AIM OF THE EXERCISE » Print every entry word for word, but omit the pictures.

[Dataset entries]
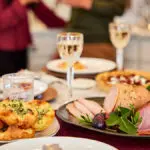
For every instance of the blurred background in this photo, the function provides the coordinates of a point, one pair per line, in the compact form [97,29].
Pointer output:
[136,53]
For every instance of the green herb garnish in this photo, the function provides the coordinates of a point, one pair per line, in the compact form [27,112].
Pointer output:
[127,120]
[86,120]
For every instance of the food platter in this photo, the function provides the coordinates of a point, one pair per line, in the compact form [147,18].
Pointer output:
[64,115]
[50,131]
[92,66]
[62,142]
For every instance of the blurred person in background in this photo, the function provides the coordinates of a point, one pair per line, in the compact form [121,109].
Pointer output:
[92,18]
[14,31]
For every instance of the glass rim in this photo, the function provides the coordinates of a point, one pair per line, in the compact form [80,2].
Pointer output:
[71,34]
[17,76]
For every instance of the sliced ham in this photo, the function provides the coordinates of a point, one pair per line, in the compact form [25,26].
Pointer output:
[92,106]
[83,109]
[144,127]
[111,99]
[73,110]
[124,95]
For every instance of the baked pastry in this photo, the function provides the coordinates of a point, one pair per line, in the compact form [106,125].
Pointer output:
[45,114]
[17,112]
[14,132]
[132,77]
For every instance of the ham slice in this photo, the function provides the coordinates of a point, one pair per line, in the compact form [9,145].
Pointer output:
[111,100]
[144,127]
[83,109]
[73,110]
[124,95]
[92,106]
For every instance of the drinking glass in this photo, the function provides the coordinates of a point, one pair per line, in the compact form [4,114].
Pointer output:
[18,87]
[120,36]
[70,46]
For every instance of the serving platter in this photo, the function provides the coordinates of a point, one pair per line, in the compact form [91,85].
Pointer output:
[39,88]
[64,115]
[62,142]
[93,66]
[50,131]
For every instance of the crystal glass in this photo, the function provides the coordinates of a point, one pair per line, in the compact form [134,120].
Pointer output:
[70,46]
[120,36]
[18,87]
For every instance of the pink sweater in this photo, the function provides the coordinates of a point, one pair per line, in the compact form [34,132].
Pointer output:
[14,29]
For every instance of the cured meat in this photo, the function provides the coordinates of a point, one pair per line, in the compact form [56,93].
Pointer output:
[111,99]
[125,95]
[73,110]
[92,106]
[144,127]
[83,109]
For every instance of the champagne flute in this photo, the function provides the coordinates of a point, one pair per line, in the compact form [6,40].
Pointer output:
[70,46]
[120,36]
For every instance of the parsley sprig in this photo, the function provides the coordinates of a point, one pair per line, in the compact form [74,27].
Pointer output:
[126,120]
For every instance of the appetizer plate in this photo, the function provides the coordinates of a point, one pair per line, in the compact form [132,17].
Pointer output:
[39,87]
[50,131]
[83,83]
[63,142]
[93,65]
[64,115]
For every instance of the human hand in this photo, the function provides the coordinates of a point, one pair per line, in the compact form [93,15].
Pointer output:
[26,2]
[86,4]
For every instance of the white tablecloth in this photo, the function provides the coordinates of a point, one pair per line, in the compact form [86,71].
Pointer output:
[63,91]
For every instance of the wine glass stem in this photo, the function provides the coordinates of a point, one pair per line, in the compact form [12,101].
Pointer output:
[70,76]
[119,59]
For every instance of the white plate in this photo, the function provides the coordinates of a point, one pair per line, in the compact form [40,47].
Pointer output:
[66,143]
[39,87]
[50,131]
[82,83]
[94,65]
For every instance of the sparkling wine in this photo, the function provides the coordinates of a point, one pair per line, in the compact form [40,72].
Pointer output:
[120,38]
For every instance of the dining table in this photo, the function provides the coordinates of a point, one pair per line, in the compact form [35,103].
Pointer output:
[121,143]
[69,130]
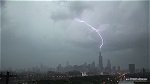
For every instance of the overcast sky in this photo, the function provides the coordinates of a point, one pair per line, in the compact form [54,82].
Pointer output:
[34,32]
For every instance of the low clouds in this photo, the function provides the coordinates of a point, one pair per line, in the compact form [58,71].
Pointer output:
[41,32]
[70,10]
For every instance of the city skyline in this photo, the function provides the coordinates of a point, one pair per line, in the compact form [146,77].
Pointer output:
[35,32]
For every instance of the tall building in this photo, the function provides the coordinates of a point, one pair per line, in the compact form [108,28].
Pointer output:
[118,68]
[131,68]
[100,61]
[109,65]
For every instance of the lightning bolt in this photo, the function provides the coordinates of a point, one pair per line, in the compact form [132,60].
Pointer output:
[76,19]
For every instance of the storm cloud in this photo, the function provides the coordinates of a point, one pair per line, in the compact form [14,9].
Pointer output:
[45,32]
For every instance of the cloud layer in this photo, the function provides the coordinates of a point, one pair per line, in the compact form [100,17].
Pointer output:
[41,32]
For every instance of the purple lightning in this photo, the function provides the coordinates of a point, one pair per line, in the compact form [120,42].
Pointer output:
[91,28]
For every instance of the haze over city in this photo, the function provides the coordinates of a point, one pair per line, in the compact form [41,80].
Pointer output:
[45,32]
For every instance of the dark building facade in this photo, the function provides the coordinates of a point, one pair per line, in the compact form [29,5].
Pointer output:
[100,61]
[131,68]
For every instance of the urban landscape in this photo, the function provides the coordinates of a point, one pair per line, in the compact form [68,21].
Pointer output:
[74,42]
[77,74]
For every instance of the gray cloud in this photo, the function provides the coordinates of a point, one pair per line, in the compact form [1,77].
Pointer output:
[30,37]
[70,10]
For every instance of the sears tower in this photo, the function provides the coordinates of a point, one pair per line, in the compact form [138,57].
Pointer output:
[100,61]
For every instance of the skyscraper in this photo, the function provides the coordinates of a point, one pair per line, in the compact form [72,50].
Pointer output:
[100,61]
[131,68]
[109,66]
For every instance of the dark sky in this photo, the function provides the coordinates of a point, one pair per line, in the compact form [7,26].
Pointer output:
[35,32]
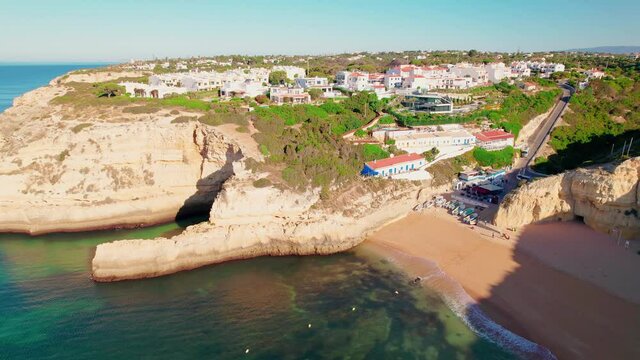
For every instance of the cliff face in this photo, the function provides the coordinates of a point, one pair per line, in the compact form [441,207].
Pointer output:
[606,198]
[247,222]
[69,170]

SOLUTION TO THE PROBLEM »
For every instance of the blurred background in this photo, the function provides the coordinates of a point, one pair per line, in the compact form [97,29].
Pointer output:
[136,53]
For every instance of the green herb garnish in this photo, the function provides the coordinates of a point, one pair per line, in the compact form [27,112].
Pointer output:
[127,120]
[86,120]
For every instance of the food platter in this photo, the function provides the coordinates of a point, one pair per line, in the compact form [147,18].
Pointer output:
[64,115]
[50,131]
[92,66]
[62,142]
For every instance of the blurred person in background in this photo, the function provides the coordinates of a point, one pair per line, in the compact form [121,109].
Pointer output:
[92,18]
[14,31]
For every instance of the glass rim in this photo, the function provides the coordinates of a point, one pair per line, in the compact form [80,2].
Pointer output:
[71,34]
[17,76]
For every instance of the sliced ham in this photo, the function provides the coordinates of a point, one pair per line, in the compact form [25,26].
Pointer output:
[92,106]
[83,109]
[144,127]
[111,99]
[73,110]
[124,95]
For every instance of the baked pastry in this photo, the function provides the coordinates of a point, one pair per line, in the compact form [106,125].
Pointer output:
[45,114]
[17,112]
[14,132]
[132,77]
For every instance of the ham slice in this photo, the function provides the coordinates of a point, one pair per line, in the compact form [9,145].
Pointer output:
[111,100]
[144,127]
[83,109]
[73,110]
[124,95]
[92,106]
For every instance of the drinking glass in this photo, the function provides the coordinates of a point, one pair per line, in the compact form [4,114].
Pointer output:
[18,87]
[120,36]
[70,46]
For every instance of the serving platter in this photo, the function provides the coordinates of a point, one pair per line, in the compact form [91,85].
Pointer output:
[39,88]
[64,115]
[62,142]
[93,66]
[50,131]
For every instance of the crystal glass in this photo, the function provides the coordinates of a point, one pair per line, in the compact form [134,120].
Pointer output:
[70,46]
[120,36]
[18,87]
For every instance of the pink sweater in this photo, the function provides the coordinates of a point, one pair per line, in the compact form [34,132].
Pointer output:
[14,29]
For every instance of the cured meat in this photo, the function provides the coordinates of a point, one pair per line, in the compact form [56,93].
Pointer output:
[111,99]
[125,95]
[73,110]
[92,106]
[144,127]
[83,109]
For every instance of the champagne flute in this photo, the function provides the coordinates of a point, one pair per line, in the compact form [6,40].
Pointer output:
[70,46]
[120,36]
For every instance of the parsley sprig in this photo, the function provides the coordinates of a point, one pair per line, in the compact form [74,27].
Pointer output:
[126,120]
For every instance of the appetizer plate in this photo, the function provides the coordinates of a point, one pair per line, in the compact form [132,17].
Pointer output:
[39,87]
[50,131]
[83,83]
[63,142]
[93,65]
[64,115]
For every instance of the human hand in this photo, the function provides the coordinates of a point, one pair per line, in the compact form [93,15].
Pointer output:
[26,2]
[86,4]
For every instance of the white tablecloth in this photo, the function provides the coordinates of a point, one pair per line, in the compact form [86,71].
Pointer output:
[63,91]
For every instance of the wine glass stem in this photo, the function provides the coordinates of a point, one pair per line, in the compact form [12,101].
Pointer output:
[70,76]
[119,59]
For every instance of the white plate in this photo, the function provides the coordinates of a point, one pair per line, in the compact form [40,47].
Pointer output:
[66,143]
[39,87]
[50,131]
[82,83]
[94,65]
For every instance of the sparkling wine in this photo, the function provides the coordinates of a point, one pair per line, in the compact form [40,72].
Pointer output:
[120,38]
For every instance of the dining table in this photo, the function provides the coordinates of a point, one pair per line, in the compact form [35,103].
Pointer output:
[121,143]
[69,130]
For every instance of the overcast sky in this photo, the function provides the coordinates of a point, one pair per line, in the compact form [54,82].
Pointer output:
[34,32]
For every instance of the low clouds in this photo, the function provides the coordinates of a point, one pair per line, in the compact form [58,71].
Pointer output:
[41,32]
[70,10]
For every instance of the city skyline in this photo, the function provides the coordinates of a point, one pair per line, in the compact form [146,77].
Pointer output:
[35,32]
For every instance of the tall building in this photo, the function provides the coordinates of a point, one pair per line, in the compact form [108,28].
Pointer output:
[118,68]
[131,68]
[100,61]
[109,65]
For every instance of the lightning bolt in this photo, the function provides the coordinates of a point, one pair per line, in the compact form [132,60].
Pointer output:
[76,19]
For every instance of the storm cloud in this photo, the function provides the coordinates of a point, one pair per line, in the compact form [14,9].
Pointer output:
[45,32]
For every instance of the cloud layer in this photo, the function provides the coordinates of a point, one pair per line, in the compact form [100,17].
Pointer output:
[41,32]
For every instance of the purple lightning in this photo, the function provides the coordinates of a point, one pair per line, in the compact form [120,42].
Pointer output:
[91,28]
For every instance of the haze over city in this photo, the function provides the coordinates of a point, one pair per line, in the compact form [41,80].
Pointer output:
[45,32]
For every instance of the dark building facade in this photo, the function provides the coordinates of a point, one pair per line, in the compact form [29,5].
Pointer output:
[100,61]
[131,68]
For every instance of the urban landscape in this photo, the function provides the coordinates of a point, one pair per line, in the compact form [68,21].
Pointer output:
[74,42]
[77,74]
For every instance of the gray cloud in this photo, the function provides the coordinates of a point, one pair per line, in the compact form [1,77].
Pointer output:
[30,37]
[70,10]
For every instance of the sears tower in this photo, the function provides the coordinates of a point, one pair per line, in the compact form [138,57].
Pointer output:
[100,61]
For every instance of the skyscraper in this photo, the function provides the coordinates of a point, one pair per line, in the compact form [72,50].
Pointer output:
[100,61]
[131,68]
[109,66]
For every instance of the dark sky in this photo, the function provides the coordinates of a point, one pair per line, in the compact form [7,26].
Pointer output:
[35,32]
For every instance of the cliff face in this photo, the function provides the coordinates of a point, one pair per line, in the compact form [441,207].
Pointer output:
[606,198]
[247,222]
[69,170]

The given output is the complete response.